• _EXERCISE PROMPT_:
Render every line of the material below as a Markdown table with the columns "Row" and "Entry", numbering the rows in order and leaving out blank lines.

Excerpts from point annotation data
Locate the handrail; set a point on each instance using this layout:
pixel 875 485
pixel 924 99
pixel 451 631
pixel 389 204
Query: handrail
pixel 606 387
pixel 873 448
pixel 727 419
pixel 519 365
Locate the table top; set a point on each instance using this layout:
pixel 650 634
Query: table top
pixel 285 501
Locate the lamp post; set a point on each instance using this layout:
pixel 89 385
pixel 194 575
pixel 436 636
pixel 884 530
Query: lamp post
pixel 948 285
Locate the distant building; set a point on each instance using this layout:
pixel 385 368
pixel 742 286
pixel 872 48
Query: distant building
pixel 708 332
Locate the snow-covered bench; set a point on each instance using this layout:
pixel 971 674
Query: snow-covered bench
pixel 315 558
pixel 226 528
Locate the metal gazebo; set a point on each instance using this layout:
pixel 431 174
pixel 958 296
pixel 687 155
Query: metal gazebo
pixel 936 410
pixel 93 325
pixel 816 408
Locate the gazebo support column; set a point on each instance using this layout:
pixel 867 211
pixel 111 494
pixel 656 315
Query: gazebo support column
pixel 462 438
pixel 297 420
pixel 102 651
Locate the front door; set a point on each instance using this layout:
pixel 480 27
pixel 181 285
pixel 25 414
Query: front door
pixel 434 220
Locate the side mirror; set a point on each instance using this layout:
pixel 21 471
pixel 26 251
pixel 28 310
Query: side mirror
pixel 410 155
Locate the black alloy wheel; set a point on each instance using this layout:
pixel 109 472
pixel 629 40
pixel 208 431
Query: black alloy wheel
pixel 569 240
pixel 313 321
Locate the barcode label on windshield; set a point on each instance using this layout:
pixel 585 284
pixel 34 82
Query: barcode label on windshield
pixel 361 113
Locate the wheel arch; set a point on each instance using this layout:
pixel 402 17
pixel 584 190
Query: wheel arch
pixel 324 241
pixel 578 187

• _EXERCISE SOLUTION_:
| Row | Entry |
|---|---|
| 1 | Locate the handrail; set a point on each instance using this layout: |
| 2 | pixel 875 485 |
| 3 | pixel 924 99 |
| 4 | pixel 451 631 |
| 5 | pixel 389 204 |
| 6 | Query: handrail |
| 7 | pixel 606 387 |
| 8 | pixel 873 448 |
| 9 | pixel 727 419 |
| 10 | pixel 519 365 |
| 11 | Locate the table top; set a point on each instance using this layout: |
| 12 | pixel 650 634 |
| 13 | Query: table top |
| 14 | pixel 285 501 |
| 15 | Locate the lamp post; set a point on each instance using this layout: |
| 16 | pixel 89 385 |
| 17 | pixel 194 575 |
| 18 | pixel 436 636 |
| 19 | pixel 884 530 |
| 20 | Query: lamp post |
| 21 | pixel 948 285 |
| 22 | Locate the distant building; set a point on each instance using this layout: |
| 23 | pixel 385 368 |
| 24 | pixel 742 286 |
| 25 | pixel 872 48 |
| 26 | Query: distant building |
| 27 | pixel 708 332 |
| 28 | Locate the snow-covered bench; set a point on each instance using this layout: |
| 29 | pixel 971 674 |
| 30 | Query: snow-covered bench |
| 31 | pixel 315 558 |
| 32 | pixel 226 528 |
| 33 | Locate the metal gazebo; set a point on each instance using this layout: |
| 34 | pixel 431 174 |
| 35 | pixel 958 296 |
| 36 | pixel 687 155 |
| 37 | Query: metal gazebo |
| 38 | pixel 936 410 |
| 39 | pixel 93 325 |
| 40 | pixel 816 408 |
| 41 | Locate the gazebo support column; set a point on each instance using this layout: |
| 42 | pixel 867 211 |
| 43 | pixel 111 494 |
| 44 | pixel 656 315 |
| 45 | Query: gazebo support column |
| 46 | pixel 462 438 |
| 47 | pixel 297 420 |
| 48 | pixel 102 651 |
| 49 | Locate the front door; set a point on each instance using this layout: |
| 50 | pixel 480 27 |
| 51 | pixel 181 285 |
| 52 | pixel 25 414 |
| 53 | Query: front door |
| 54 | pixel 434 220 |
| 55 | Locate the side mirror; set a point on each instance using this layout: |
| 56 | pixel 21 471 |
| 57 | pixel 26 251 |
| 58 | pixel 28 310 |
| 59 | Query: side mirror |
| 60 | pixel 410 155 |
| 61 | Locate the black alloy wheel; set a point on each instance using this layout: |
| 62 | pixel 109 472 |
| 63 | pixel 629 40 |
| 64 | pixel 208 431 |
| 65 | Query: black alloy wheel |
| 66 | pixel 569 240 |
| 67 | pixel 313 321 |
| 68 | Locate the barcode label on windshield; set a point on each instance using this layout: |
| 69 | pixel 585 284 |
| 70 | pixel 34 82 |
| 71 | Query: barcode label on windshield |
| 72 | pixel 361 113 |
| 73 | Locate the wheel arch; set a point on each instance using this layout: |
| 74 | pixel 402 17 |
| 75 | pixel 584 190 |
| 76 | Query: wheel arch |
| 77 | pixel 324 241 |
| 78 | pixel 578 187 |